§ **Goal**
Extend the passage below on profit and loss statements, continuing from its final sentence.

At its most basic level, a profit and loss statement shows if your business is profitable and if your model is sustainable. (Potential investors will want to see this if you’re raising capital to grow your business or startup.) Your business profits when it earns more than it spends. If you have a loss, it means your business is spending more than it earns.

You can use a profit and loss statement to answer overarching questions about your business plan, such as:

  • Do I have enough revenue to cover my costs and business expenses?

  • Do I have a high return on investment for my expenses?

  • Does my business earn enough money to pay me, the owner?

Your profit and loss statement can also give you insights about the details of your day-to-day operations, like:

  • Your top earning revenue streams

  • Your gross margin (the ratio of your cost of goods sold to your company’s revenue)

  • Your lowest-earning revenue streams

  • Your top spending categories

  • Where you can reduce your spending

Over time, your profit and loss statement can also show you:

  • Your business’s growth over a specific period of time

  • The areas of your business impacting its revenue growth

  • The areas impacting your company’s profitability

  • Sales trends and patterns

Yes! You can get all of this from one little report, which is why a profit and loss statement can be so impactful for self-employed small business owners.

How is a profit and loss statement structured?

A profit and loss statement has five sections:

  • Total income (or total revenue, as in sales)

  • Cost of Goods Sold (COGS)

  • Expenses

  • Other Income/Expenses

  • Net Income

Here is a profit and loss statement example:

My Awesome Company

Profit and Loss

January - December 


   

TOTAL

Income


$87,763.99

Costs of Goods Sold


$9,328.00

GROSS PROFIT


$78,435.99

Expenses


$5,707.06

NET OPERATING INCOME


$72728.93

Other income


$43.12

Other Expenses


$10,721.88

NET OTHER INCOME


$10.678.76

NET INCOME


$62,050.17

Let’s talk about the first four sections first: income, COGS, expenses, and other income/expenses.

§ **Supplied material**
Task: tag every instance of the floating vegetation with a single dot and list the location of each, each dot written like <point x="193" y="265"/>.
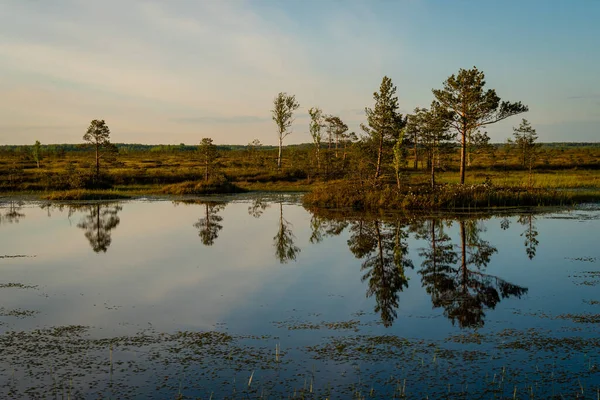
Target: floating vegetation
<point x="17" y="286"/>
<point x="18" y="313"/>
<point x="582" y="259"/>
<point x="343" y="325"/>
<point x="587" y="278"/>
<point x="16" y="256"/>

§ **Exercise answer**
All four of these sections are structured the same way. There’s a line for every income or expense category and subcategory that you use in your business. Each line shows you the total earned or spent in that category for the time period that you’re creating the P&L statement for.

If you use subcategories in your accounting, you’ll also see a subtotal of the subcategories directly under the list of itemized subcategory amounts.

At the very bottom of the income, COGS, and expense sections, there is a total for that section, so you can see the total amount you spent or earned.

The final section of a profit and loss statement is your Net Income.

Net Income = (Income – Costs of Goods Sold – Expenses – Other Expenses) + Other Income

If your net income is a positive number, it means that you earned more than you spent and you have a profit. If your net income is a negative number, it means you spent more than you earned and you have a loss.

What else should I know about profit and loss statements?

Along with the general “total” lines of the five main sections we just went over, there are a few other “total” lines on a profit and loss statement.

First, under the COGS section, there is a line called Gross Profit.

Gross Profit = Revenue – Costs of Goods Sold

Gross profit shows you how much you actually earned after you take the costs of selling your product or service out of your revenue. Your gross profit is what’s available to put towards operating expenses. (It’s what you can put back into your business!)

The next special “total” line is called Net Operating Income, which is included in the Expenses section of your profit and loss statement.

Net Operating Income = Income – Costs of Goods Sold – Expenses

This is your net income after you subtract your operating expenses and costs from your revenue. Net Operating Income does not include irregular income or expenses. Instead, it’s the money that’s left (or not left) after your day-to-day operations.

Irregular income and expenses—ones not related to your day-to-day operations—are included in the Other Income/Expenses section of your profit and loss statement.

Just like you wouldn’t count a $10 birthday check from your grandmother as part of your monthly income and budget, irregular income is split out on your profit and loss statement. That way, you can easily see and discount uncommon income and expenses and budget around them.  

Examples of Other Income are:

  • Dividend income

  • Interest earned

  • Income from investments

  • One-time income from an unusual source

Examples of Other Expenses are:

  • Reimbursable expenses

  • Taxes or penalties

  • Depreciation or amortization

  • One-time extraordinary expenses (like legal fees)

Your Net Income includes all your expenses for the time period, even the unusual ones. The Net Operating Income line is better for gauging the profitability of your day-to-day operations.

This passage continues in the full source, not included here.